--- Start Exercise inputs ---

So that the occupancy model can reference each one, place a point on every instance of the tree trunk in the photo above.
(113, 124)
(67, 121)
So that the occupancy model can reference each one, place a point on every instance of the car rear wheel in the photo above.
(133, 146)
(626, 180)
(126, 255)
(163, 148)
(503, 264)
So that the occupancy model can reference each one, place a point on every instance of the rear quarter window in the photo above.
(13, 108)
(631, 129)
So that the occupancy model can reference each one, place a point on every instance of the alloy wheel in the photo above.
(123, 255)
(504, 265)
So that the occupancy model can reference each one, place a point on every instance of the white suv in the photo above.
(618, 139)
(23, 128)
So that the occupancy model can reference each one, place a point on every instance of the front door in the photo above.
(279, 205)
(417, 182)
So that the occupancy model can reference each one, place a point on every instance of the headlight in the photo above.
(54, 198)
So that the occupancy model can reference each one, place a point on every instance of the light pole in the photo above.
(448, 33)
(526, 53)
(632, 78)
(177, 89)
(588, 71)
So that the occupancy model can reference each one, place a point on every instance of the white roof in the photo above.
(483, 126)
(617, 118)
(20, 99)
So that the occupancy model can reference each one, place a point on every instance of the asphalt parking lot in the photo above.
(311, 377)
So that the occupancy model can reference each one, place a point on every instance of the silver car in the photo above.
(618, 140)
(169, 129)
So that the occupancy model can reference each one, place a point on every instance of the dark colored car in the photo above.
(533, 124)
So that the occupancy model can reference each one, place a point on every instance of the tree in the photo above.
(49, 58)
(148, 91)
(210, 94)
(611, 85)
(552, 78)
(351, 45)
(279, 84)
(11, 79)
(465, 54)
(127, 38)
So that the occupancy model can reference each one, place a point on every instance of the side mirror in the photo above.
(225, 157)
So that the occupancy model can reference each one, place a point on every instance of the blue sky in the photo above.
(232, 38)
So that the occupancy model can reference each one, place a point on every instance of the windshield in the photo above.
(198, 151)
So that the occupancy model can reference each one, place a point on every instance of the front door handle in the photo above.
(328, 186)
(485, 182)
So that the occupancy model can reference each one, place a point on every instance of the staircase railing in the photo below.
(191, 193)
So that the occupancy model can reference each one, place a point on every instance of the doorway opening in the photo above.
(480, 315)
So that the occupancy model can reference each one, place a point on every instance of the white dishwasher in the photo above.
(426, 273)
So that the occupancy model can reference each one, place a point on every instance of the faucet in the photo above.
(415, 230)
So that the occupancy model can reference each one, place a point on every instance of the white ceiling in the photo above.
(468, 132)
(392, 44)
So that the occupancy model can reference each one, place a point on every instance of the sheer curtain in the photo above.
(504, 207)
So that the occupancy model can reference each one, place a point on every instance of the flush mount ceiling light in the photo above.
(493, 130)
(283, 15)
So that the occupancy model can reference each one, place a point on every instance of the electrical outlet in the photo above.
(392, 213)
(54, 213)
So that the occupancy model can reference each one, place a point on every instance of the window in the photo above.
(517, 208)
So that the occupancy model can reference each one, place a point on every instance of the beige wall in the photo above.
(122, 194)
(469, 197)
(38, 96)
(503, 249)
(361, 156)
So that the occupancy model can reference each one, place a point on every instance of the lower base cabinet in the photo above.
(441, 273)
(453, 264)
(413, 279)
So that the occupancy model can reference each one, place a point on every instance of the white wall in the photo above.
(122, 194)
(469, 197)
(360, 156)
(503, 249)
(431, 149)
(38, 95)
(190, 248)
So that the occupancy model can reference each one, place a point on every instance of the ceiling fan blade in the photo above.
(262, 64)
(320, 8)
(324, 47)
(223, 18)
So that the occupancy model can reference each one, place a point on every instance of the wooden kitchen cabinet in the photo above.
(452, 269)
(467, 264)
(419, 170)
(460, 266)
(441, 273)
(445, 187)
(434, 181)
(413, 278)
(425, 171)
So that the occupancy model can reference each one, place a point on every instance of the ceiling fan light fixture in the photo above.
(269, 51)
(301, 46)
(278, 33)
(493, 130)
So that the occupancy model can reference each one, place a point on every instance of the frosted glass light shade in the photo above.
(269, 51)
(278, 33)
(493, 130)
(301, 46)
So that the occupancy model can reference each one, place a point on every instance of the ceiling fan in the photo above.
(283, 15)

--- End Exercise inputs ---

#### Brief:
Copy all of the material above line for line, with no changes.

#### Written response:
So that the occupancy model can reference each one, place a point on every instance of the tree trunk in the photo above.
(113, 124)
(67, 121)
So that the occupancy model can reference each one, place a point on every instance of the car rear wheel in the photo above.
(133, 146)
(626, 180)
(126, 255)
(163, 148)
(503, 264)
So that the occupancy model can reference each one, place a point on every instance of the rear quarter window in the photo above.
(13, 108)
(631, 129)
So that the occupancy model can reference each one, place a point on every instance of the alloy wheel in the photo above.
(123, 255)
(504, 265)
So that the occupancy model can reference each one, place a point on every instance of the white suv in the photo above.
(618, 139)
(23, 128)
So that the occupancy model can reference each one, place a point on every instance of the front door in the photo above.
(279, 205)
(417, 182)
So that the occupancy model can reference each one, place a point on every instance of the headlight in the photo above.
(54, 198)
So that the occupancy model can reference each one, place a point on every instance of the light pole in the photo above.
(448, 33)
(526, 53)
(632, 78)
(177, 89)
(588, 71)
So that the occupancy model can reference each one, place a point on every instance of the white roof in the photo above.
(483, 126)
(617, 118)
(20, 99)
So that the occupancy model can reference each one, place a point on every instance of the asphalt parking lot in the photo above.
(311, 377)
So that the occupancy model can reference each one, place a point on every instance of the silver car in the photo above.
(618, 140)
(169, 129)
So that the occupancy model can reference each one, place a point on every instance of the dark colored car in the photo above.
(533, 124)
So that the occupancy model can reference each one, place a point on every instance of the tree in the photo above.
(49, 58)
(148, 91)
(210, 94)
(611, 85)
(552, 78)
(351, 45)
(279, 84)
(11, 79)
(465, 54)
(127, 38)
So that the occupancy model can reference each one, place a point on every instance of the side mirror in the photo above.
(225, 157)
So that the occupancy model can reference each one, place a point on every instance of the blue sky in the photo above.
(232, 38)
So that the occupancy model can reference each one, place a point on every instance of the windshield in the photo above.
(198, 151)
So that the occupancy model can reference each one, place a point on every instance of the front door handle in the photo above.
(328, 186)
(485, 182)
So that the occupancy model can reference each one, place a point on every instance of the staircase railing in the photo below.
(191, 193)
So that the occupancy model can reference each one, place a point on every instance of the doorway opening in the photo above.
(480, 315)
So that the occupancy model can reference each one, place a point on every instance of the white dishwasher in the photo above.
(426, 273)
So that the occupancy model can reference each one, place a point on every instance of the faucet in the photo above.
(415, 230)
So that the occupancy model can reference each one, place a point on every instance of the white ceiling in the photo above.
(468, 132)
(392, 44)
So that the occupancy model can reference each one, place a point on every instance of the sheer curtain in the photo above.
(504, 207)
So that the occupancy model can reference each one, place a point on every instance of the flush mount ceiling light in the photo above.
(493, 130)
(283, 15)
So that the occupancy model can reference each one, place a point on every instance of the electrical outlet in the photo above.
(392, 213)
(54, 213)
So that the occupancy model can reference each one, place a point on every instance of the window in the photo above.
(517, 208)
So that the occupancy model can reference each one, place a point on every instance of the beige wall in the photo above.
(122, 194)
(469, 197)
(38, 96)
(503, 249)
(361, 156)
So that the occupancy model can reference each one, place a point on every instance of the lower base cabinet in the photo above.
(441, 273)
(453, 264)
(413, 279)
So that the occupancy model can reference each one, place a point on every instance of the white wall in the photo above.
(122, 194)
(469, 197)
(360, 156)
(503, 249)
(431, 149)
(38, 95)
(190, 248)
So that the occupancy model can reference each one, place a point on every instance of the ceiling fan blade in the photo above.
(262, 64)
(320, 8)
(324, 47)
(223, 18)
So that the occupancy model can reference each one, place a point on every instance of the wooden kitchen cabinet in the photo above.
(452, 269)
(467, 264)
(419, 170)
(460, 266)
(441, 273)
(445, 187)
(434, 181)
(413, 278)
(425, 171)
So that the occupancy model can reference each one, place a point on every instance of the ceiling fan light fixture in the photo above.
(269, 51)
(301, 46)
(278, 33)
(493, 130)
So that the occupancy model can reference each one, place a point on every instance of the frosted glass light shade in the photo above.
(269, 51)
(278, 33)
(493, 130)
(301, 46)
So that the occupancy model can reference each one, place a point on every instance of the ceiling fan in the photo above.
(283, 15)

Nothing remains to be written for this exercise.